Start of TEXT BLOCK
Most of the cells in our body have a finite life span. They are continually dying and being replaced. But the majority of our brain cells have to last an entire lifetime — which means our cerebral cortex just keeps operating on the same road-worn neurons it came with.
There are a few select brain regions, though, that do grow new cells into adulthood. One of these is the dentate gyrus, a tiny sliver of tissue in the hippocampus, where memories are formed. Ever since scientists discovered, almost five decades ago, that this part of the brain can sprout new cells, they have wondered: what special role do these fledgling neurons play in memory formation?
A team of Columbia neuroscientists say they have found at least part of the answer to this question by demonstrating that the dentate gyrus’s youngest cells play a crucial role in the brain’s ability to distinguish between similar — yet different — contexts when forming memories. This process, called pattern separation, is a key component of the brain’s internal GPS: it helps us remember, say, where we parked our car this morning, versus where we parked it yesterday.
End of TEXT BLOCK
Start of SUPPLIED MATERIAL
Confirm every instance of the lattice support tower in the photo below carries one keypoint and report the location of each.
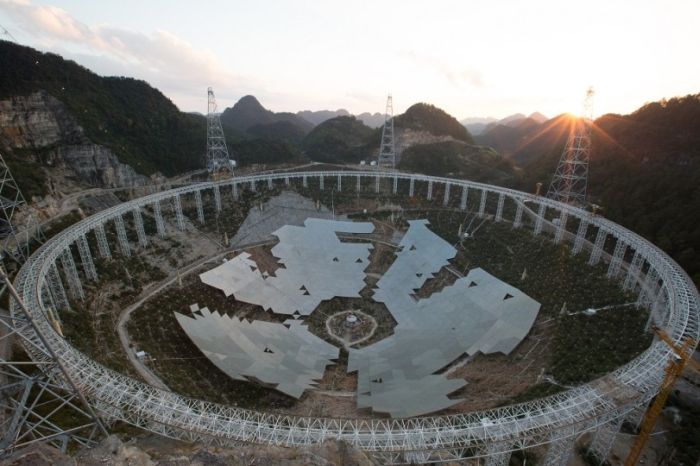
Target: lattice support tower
(571, 178)
(102, 243)
(580, 236)
(499, 208)
(200, 207)
(482, 203)
(387, 151)
(179, 217)
(160, 224)
(597, 250)
(17, 237)
(122, 239)
(616, 259)
(86, 258)
(518, 220)
(463, 200)
(218, 160)
(140, 229)
(71, 272)
(561, 228)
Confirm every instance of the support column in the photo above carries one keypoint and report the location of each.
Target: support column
(217, 198)
(74, 284)
(561, 228)
(518, 220)
(102, 244)
(580, 236)
(86, 258)
(160, 224)
(140, 230)
(540, 219)
(482, 203)
(604, 438)
(633, 271)
(56, 287)
(179, 217)
(200, 207)
(597, 250)
(121, 236)
(560, 448)
(617, 257)
(499, 208)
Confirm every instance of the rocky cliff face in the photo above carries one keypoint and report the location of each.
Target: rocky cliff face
(43, 130)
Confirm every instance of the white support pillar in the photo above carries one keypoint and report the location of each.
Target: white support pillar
(102, 244)
(217, 198)
(56, 286)
(518, 220)
(597, 250)
(560, 448)
(482, 203)
(86, 258)
(580, 236)
(160, 224)
(540, 219)
(74, 284)
(561, 228)
(633, 271)
(604, 438)
(123, 241)
(499, 208)
(140, 230)
(200, 207)
(617, 257)
(463, 200)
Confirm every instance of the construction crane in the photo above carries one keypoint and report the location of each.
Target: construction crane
(682, 357)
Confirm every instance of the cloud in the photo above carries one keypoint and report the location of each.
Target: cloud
(458, 77)
(165, 60)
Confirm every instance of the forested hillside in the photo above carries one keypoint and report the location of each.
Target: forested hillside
(136, 121)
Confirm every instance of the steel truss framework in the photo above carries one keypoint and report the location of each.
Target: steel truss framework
(494, 433)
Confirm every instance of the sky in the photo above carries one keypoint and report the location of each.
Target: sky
(472, 58)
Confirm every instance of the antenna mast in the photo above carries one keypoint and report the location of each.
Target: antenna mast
(571, 178)
(218, 162)
(387, 152)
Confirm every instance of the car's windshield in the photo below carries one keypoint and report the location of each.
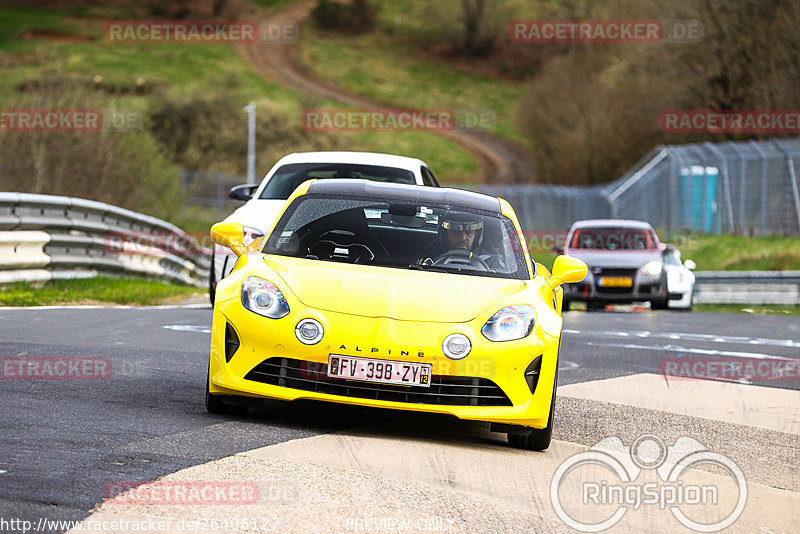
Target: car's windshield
(673, 258)
(399, 234)
(613, 239)
(288, 177)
End of SUPPLIED MATERIAL
### [REQUIRED ACTION]
Continue the piece on newborn neurons in the dentate gyrus, starting after its last sentence about where we parked our car.

### [RESULT BELOW]
The idea that newly generated cells in the dentate gyrus may be involved in pattern separation is not new; other neuroscientists have hypothesized this before. But researchers, led by Attila Losonczy — a principal investigator at Columbia’s Zuckerman Institute and an assistant professor of neuroscience at Columbia University Medical Center — are the first to observe the activity of neurons in this part of the brain in such detail that they could tell what different-aged cells were doing as they formed a memory.
Losonczy and his colleagues say their discovery could one day have therapeutic implications, since the merging of memories — what happens, for example, when a person with posttraumatic stress disorder mistakes a car backfiring for a gunshot — is considered a key feature of many psychiatric disorders, including anxiety and depression, as well as PTSD.